Copy the data below word for word, starting at the line that contains "point_to marks one point per instance of the round" and ending after the line that contains "column 230, row 46".

::::

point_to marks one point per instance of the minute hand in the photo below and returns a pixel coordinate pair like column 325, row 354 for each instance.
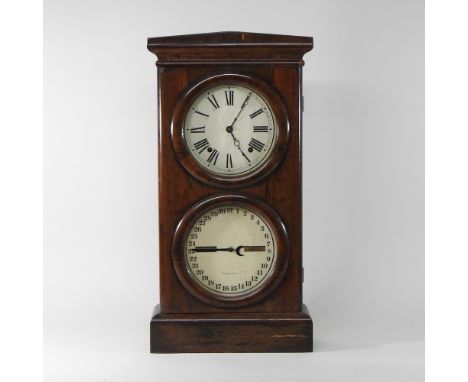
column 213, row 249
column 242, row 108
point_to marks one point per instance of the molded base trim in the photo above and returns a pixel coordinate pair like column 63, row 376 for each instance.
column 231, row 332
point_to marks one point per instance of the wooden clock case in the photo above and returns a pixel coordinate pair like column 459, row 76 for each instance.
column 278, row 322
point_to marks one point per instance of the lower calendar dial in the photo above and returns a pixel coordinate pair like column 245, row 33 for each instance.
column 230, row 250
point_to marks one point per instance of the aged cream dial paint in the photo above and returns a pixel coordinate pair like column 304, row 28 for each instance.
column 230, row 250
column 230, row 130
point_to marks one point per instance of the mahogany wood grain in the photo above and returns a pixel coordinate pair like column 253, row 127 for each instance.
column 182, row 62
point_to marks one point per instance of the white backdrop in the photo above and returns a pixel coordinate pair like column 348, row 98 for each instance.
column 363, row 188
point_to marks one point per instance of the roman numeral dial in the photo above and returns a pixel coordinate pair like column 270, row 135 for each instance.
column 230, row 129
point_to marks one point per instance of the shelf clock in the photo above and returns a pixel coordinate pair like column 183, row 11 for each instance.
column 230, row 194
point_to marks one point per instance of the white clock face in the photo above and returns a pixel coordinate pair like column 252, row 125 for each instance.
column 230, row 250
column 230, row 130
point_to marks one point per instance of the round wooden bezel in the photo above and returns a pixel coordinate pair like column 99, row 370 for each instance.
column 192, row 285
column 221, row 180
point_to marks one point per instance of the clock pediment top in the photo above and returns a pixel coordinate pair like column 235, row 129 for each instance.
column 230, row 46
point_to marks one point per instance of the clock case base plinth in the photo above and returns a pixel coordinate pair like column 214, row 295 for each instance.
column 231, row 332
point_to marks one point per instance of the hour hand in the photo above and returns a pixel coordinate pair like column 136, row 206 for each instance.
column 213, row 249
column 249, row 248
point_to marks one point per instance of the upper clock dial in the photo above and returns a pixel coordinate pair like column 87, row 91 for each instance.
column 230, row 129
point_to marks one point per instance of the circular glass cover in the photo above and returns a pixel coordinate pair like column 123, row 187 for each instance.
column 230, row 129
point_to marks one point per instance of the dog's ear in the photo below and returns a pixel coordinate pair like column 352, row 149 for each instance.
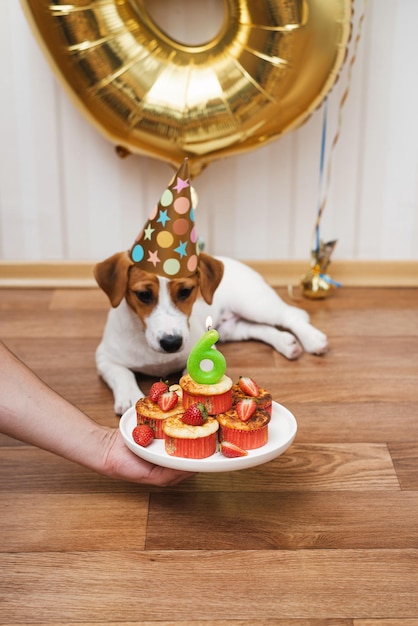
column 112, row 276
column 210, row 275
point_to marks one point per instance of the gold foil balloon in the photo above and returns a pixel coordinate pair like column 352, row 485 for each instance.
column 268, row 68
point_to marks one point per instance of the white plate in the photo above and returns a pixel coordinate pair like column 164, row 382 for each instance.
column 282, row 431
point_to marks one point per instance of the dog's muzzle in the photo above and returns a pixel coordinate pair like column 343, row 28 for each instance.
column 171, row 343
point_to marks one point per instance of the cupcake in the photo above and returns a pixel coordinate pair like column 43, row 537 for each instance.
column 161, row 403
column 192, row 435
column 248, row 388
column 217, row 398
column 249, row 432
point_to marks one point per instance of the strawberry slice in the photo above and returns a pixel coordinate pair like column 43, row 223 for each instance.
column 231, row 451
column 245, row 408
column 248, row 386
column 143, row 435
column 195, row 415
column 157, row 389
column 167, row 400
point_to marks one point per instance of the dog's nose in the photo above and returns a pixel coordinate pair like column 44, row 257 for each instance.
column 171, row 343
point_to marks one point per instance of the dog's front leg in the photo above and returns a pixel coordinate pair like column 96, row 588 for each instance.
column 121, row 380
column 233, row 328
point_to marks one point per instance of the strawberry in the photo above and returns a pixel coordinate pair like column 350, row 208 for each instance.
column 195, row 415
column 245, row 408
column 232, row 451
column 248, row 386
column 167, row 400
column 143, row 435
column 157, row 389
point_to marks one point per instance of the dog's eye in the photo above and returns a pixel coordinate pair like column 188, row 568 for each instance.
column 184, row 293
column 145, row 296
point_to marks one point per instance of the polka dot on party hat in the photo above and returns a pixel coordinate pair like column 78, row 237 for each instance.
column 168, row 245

::::

| Correct result |
point_to marks one point per instance of the round wooden bezel in the photo above and returns a pixel coordinate pair like column 99, row 370 for each instance.
column 192, row 285
column 221, row 180
point_to marks one point per instance of the clock pediment top in the photo above and returns a pixel coordinate pair like column 235, row 129 for each instance.
column 230, row 46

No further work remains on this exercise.